> [The task]:
Count the lines containing "cabinet" in the entries underneath, and state that count without anything else.

> [Extracted entries]:
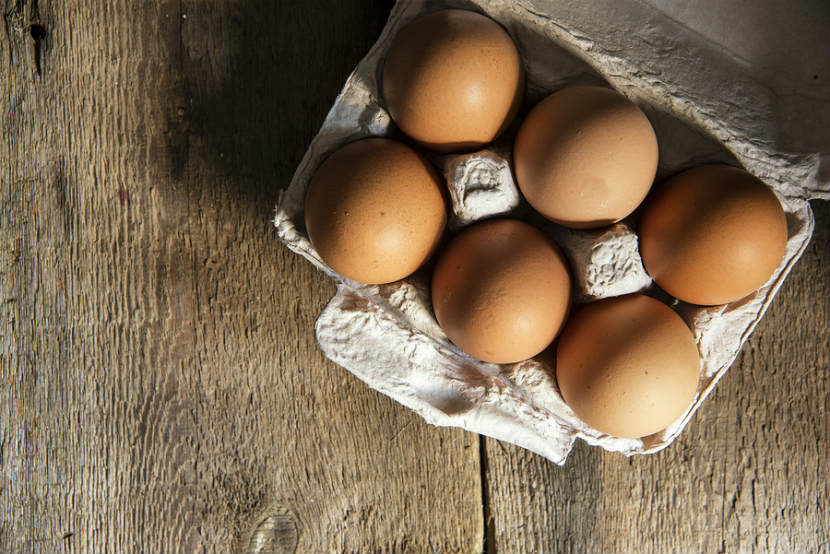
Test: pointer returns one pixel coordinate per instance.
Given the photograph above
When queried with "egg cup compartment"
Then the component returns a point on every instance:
(704, 108)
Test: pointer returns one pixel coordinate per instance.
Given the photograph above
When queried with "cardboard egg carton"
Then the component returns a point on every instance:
(704, 108)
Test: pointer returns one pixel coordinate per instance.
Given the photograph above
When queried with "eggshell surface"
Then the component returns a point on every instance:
(501, 291)
(585, 157)
(375, 210)
(627, 366)
(453, 80)
(712, 234)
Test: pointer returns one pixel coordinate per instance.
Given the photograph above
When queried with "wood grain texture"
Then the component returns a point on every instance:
(160, 387)
(749, 473)
(162, 390)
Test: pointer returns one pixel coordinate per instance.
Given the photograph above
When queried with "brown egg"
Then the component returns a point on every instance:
(453, 80)
(374, 210)
(585, 157)
(501, 291)
(627, 366)
(712, 234)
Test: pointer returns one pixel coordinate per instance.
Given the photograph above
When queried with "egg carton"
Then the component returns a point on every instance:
(704, 108)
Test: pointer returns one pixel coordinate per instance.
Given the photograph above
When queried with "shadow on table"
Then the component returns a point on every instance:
(258, 79)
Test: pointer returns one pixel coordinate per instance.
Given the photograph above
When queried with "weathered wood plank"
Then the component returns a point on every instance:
(162, 390)
(749, 474)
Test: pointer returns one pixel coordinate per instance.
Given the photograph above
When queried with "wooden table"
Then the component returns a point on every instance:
(161, 387)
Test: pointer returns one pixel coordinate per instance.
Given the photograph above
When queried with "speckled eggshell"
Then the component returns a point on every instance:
(453, 80)
(627, 366)
(585, 157)
(375, 210)
(712, 234)
(501, 291)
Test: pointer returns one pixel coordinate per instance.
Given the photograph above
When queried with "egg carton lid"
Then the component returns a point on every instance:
(705, 105)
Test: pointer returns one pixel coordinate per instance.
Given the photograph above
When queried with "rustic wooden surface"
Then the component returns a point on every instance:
(161, 388)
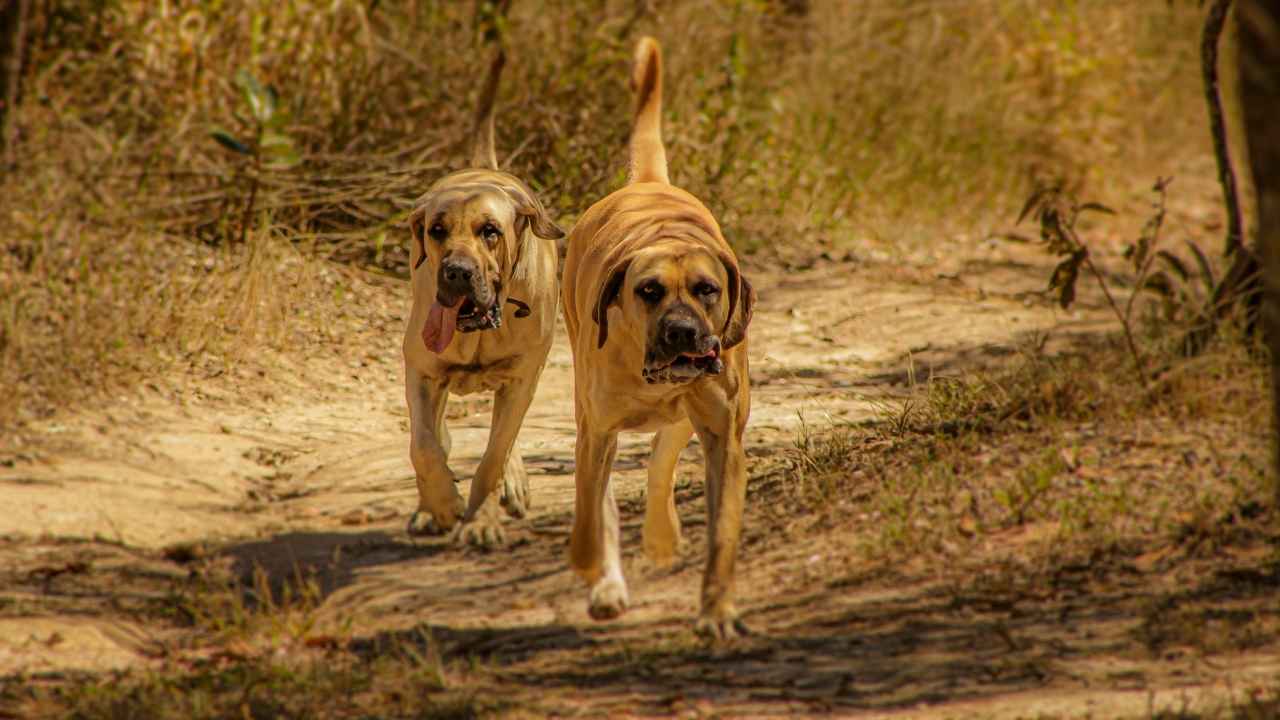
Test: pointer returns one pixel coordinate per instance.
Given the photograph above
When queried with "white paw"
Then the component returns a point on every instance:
(483, 532)
(718, 627)
(608, 600)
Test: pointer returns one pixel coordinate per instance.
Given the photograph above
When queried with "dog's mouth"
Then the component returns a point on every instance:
(684, 367)
(447, 315)
(472, 317)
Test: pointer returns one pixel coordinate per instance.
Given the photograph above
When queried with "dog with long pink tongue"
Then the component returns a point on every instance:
(484, 277)
(440, 323)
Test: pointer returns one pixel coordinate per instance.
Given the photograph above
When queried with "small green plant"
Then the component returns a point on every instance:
(1057, 213)
(266, 146)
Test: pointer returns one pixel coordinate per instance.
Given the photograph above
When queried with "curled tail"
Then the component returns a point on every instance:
(483, 154)
(648, 155)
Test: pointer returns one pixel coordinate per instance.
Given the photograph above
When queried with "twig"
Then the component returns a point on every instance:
(1214, 24)
(1139, 364)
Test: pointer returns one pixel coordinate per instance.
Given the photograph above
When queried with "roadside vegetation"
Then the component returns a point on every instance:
(135, 240)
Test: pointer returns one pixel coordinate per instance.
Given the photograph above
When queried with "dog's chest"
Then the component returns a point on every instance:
(465, 378)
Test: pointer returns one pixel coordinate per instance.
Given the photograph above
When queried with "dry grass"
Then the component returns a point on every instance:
(1036, 527)
(1065, 450)
(855, 124)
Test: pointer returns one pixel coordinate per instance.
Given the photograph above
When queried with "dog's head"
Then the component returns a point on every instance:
(471, 236)
(685, 302)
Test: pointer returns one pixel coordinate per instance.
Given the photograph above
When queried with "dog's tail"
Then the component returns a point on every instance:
(648, 155)
(483, 154)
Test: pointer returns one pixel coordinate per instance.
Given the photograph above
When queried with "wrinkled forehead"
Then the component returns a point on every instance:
(467, 205)
(676, 260)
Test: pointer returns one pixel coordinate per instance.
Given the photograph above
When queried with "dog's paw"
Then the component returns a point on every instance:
(608, 600)
(515, 493)
(481, 532)
(721, 627)
(424, 524)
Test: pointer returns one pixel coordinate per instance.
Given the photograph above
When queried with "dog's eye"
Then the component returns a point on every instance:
(707, 291)
(650, 292)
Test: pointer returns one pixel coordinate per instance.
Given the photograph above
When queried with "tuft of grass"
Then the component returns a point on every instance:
(800, 124)
(1059, 449)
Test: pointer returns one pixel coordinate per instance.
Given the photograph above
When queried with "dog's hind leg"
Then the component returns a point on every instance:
(516, 499)
(438, 501)
(661, 522)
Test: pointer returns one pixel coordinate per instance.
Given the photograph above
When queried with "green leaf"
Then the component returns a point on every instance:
(229, 142)
(274, 141)
(1095, 208)
(254, 95)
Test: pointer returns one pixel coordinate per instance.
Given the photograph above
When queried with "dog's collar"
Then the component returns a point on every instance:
(521, 308)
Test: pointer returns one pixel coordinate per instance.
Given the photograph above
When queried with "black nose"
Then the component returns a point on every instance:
(456, 273)
(680, 335)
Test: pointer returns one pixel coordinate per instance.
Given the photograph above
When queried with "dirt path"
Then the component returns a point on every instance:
(312, 472)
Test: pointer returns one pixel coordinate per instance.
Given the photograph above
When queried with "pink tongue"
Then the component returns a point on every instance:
(440, 322)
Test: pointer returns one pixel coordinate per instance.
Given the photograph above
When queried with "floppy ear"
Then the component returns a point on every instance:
(741, 304)
(417, 231)
(530, 210)
(608, 296)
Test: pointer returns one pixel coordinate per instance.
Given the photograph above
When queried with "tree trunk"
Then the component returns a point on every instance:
(1239, 286)
(1260, 95)
(13, 35)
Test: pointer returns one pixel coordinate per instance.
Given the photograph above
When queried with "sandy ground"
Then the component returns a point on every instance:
(310, 468)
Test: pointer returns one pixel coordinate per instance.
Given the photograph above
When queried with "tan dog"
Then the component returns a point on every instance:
(484, 311)
(650, 270)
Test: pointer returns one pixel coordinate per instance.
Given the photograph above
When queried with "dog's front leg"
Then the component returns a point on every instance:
(483, 525)
(661, 520)
(720, 427)
(438, 501)
(593, 550)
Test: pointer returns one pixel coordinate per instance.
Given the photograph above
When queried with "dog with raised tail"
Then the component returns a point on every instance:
(484, 264)
(657, 311)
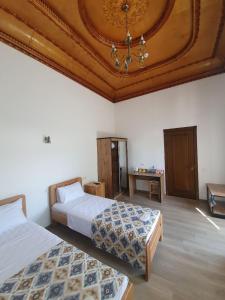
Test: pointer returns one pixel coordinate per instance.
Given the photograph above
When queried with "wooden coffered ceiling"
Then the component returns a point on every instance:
(185, 39)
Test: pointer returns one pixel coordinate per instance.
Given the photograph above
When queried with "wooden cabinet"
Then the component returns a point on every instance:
(113, 165)
(95, 188)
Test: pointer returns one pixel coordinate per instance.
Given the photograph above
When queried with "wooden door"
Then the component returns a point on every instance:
(115, 168)
(181, 162)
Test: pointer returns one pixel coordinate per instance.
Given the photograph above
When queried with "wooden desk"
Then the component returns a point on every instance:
(145, 176)
(216, 190)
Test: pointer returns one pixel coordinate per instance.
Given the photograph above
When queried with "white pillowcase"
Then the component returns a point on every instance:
(11, 215)
(69, 192)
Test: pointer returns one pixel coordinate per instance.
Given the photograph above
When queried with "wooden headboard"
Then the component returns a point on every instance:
(53, 188)
(15, 198)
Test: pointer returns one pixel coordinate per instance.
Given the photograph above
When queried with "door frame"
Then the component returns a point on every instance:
(171, 130)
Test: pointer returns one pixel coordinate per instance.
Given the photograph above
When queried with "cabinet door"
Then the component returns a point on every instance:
(105, 165)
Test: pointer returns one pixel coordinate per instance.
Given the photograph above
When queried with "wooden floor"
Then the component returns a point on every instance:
(189, 262)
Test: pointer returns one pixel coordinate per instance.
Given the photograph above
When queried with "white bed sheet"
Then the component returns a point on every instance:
(81, 211)
(21, 245)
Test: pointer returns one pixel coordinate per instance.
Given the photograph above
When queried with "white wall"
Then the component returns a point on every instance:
(200, 103)
(35, 101)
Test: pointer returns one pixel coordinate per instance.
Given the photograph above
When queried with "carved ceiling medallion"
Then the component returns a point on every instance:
(144, 18)
(114, 15)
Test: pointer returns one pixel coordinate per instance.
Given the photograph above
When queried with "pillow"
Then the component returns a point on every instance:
(69, 192)
(11, 215)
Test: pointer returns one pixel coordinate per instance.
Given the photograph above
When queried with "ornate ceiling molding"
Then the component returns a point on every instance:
(194, 57)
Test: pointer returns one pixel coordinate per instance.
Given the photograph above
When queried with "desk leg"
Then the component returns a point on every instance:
(131, 186)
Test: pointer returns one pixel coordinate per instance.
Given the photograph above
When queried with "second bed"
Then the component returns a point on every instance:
(128, 231)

> [Result below]:
2